• INSTRUCTIONS TO FOLLOW
Copy each of the records exactly; leave nothing out.

• THE DATA
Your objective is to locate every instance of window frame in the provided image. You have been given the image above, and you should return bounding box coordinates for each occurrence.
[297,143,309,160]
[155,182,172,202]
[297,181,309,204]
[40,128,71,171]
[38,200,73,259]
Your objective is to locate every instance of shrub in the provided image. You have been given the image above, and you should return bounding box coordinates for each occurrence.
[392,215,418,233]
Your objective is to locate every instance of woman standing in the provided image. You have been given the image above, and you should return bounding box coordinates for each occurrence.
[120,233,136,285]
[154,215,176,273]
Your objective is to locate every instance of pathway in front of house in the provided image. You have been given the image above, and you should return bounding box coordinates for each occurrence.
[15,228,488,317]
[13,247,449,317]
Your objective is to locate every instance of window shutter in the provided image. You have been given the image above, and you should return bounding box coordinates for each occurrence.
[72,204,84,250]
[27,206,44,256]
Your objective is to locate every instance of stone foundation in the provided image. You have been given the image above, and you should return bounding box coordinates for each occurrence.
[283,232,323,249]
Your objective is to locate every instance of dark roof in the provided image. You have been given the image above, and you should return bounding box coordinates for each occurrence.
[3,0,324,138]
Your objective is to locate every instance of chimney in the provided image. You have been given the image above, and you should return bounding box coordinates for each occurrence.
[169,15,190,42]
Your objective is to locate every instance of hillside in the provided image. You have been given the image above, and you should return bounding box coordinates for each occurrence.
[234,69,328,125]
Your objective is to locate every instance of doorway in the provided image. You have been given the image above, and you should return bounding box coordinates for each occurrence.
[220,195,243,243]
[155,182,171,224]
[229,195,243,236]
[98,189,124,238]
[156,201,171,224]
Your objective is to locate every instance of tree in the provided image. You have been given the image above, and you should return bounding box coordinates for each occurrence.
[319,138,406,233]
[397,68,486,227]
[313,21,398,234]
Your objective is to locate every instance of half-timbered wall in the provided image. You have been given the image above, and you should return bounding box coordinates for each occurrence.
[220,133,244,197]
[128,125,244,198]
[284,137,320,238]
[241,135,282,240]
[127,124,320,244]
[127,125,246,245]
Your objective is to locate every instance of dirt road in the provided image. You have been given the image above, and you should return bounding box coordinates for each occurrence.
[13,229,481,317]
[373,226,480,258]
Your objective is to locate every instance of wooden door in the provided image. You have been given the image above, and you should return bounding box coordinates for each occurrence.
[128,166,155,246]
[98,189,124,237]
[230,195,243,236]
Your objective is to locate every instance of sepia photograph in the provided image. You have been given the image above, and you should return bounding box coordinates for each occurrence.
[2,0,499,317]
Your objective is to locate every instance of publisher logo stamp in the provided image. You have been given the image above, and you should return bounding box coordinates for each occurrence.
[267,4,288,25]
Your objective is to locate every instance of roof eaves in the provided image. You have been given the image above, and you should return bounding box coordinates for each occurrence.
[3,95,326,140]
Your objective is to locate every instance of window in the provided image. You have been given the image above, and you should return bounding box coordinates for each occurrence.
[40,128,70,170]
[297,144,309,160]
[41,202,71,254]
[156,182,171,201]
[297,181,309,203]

• RESPONSE BELOW
Your objective is to locate every instance of window frame in the provided image. You have been given the image above, and you should return bounding box coordinates for each occurrence.
[297,143,309,160]
[155,182,172,202]
[297,181,309,204]
[40,128,71,171]
[38,200,73,259]
Your objective is to locate every instance of shrub in the provided image. You have been given the image above, and you should return bounding box coordinates for each occurrence.
[392,215,418,233]
Your objective is to locate every instance of woman standing in the provided image. You have been given the image above, and you should return bounding box coordinates for each occurrence.
[120,233,136,285]
[154,215,176,273]
Your objective is to locate every instance of pathway in front of house in the provided image. You have been given the image above, and you should return bounding box coordinates for each occurrence.
[15,228,488,317]
[13,247,449,317]
Your objective is to locate every instance of window shutter in the provided image. You have been given the image above, and you should return bounding box coordinates for each occurrence.
[72,204,84,250]
[27,206,44,256]
Your objective is to locate every instance of stone foundation in the provided image. You have been given the image above, and you should return bounding box coordinates for each occurrence.
[283,232,323,249]
Your objective is to locate every instance of dark roof in the provided image. You have been given the image above, and you should return bounding box coordinates for each occurrence.
[3,0,324,138]
Your objective is to locate every instance of chimney in the provided image. You have been given the image above, and you should return bounding box coordinates for each occurrence.
[169,15,190,42]
Your objective is to locate every instance of hillside in the provided image. You have been given the image above, and you should return bounding box coordinates for each occurrence.
[234,69,328,125]
Your objective is to locate every instance of doorway in the provided image. You have been given the image above, and you should return bounding box coordinates for each occurrence.
[220,195,243,243]
[155,182,171,224]
[229,195,243,236]
[98,189,124,238]
[156,201,171,224]
Your objective is to locate every instance of tree in the provided image. You have been given the image above, and you should return bounding box coordinates for each occurrence.
[319,138,406,233]
[397,68,486,227]
[313,21,398,234]
Your objective is to locate every instance of half-timbered wall in the provided image. You have been given the image above, and you should return bounding box coordinates for each occurrence.
[220,133,244,197]
[128,125,244,198]
[284,137,320,238]
[241,135,282,240]
[127,124,320,244]
[127,125,246,245]
Your objective is to locate every instance of dirt road in the provided image. You have been given the image above, and you should return bounding box coordinates for each occurrence.
[13,229,481,317]
[373,226,480,258]
Your objective is to locate every instance of wooden door in the provided image. You have been given the image above, and you should return bounding box coordinates for each occurrence.
[128,166,155,246]
[98,189,124,237]
[230,195,243,236]
Your objective is to locate every instance of sepia photograph in the provided image. You have been given the image above, and you should return bounding box coordinates for each occurrence.
[2,0,499,317]
Your objective is to locate every instance of publisher logo stamp in the provided image. You have been given the image above, and you should return bounding box coordinates for each occurrence.
[267,4,288,25]
Your objective is to locate every instance of roof eaves in the provided image. You have been given the image above, and you should return bounding box coordinates for each occurrence.
[3,95,326,140]
Your objective is to locate every instance of window in the provided image. You have been given the image above, and you should return bounding box coordinates for each occurrence.
[40,128,70,170]
[297,144,309,160]
[41,202,71,254]
[156,182,171,201]
[297,181,309,203]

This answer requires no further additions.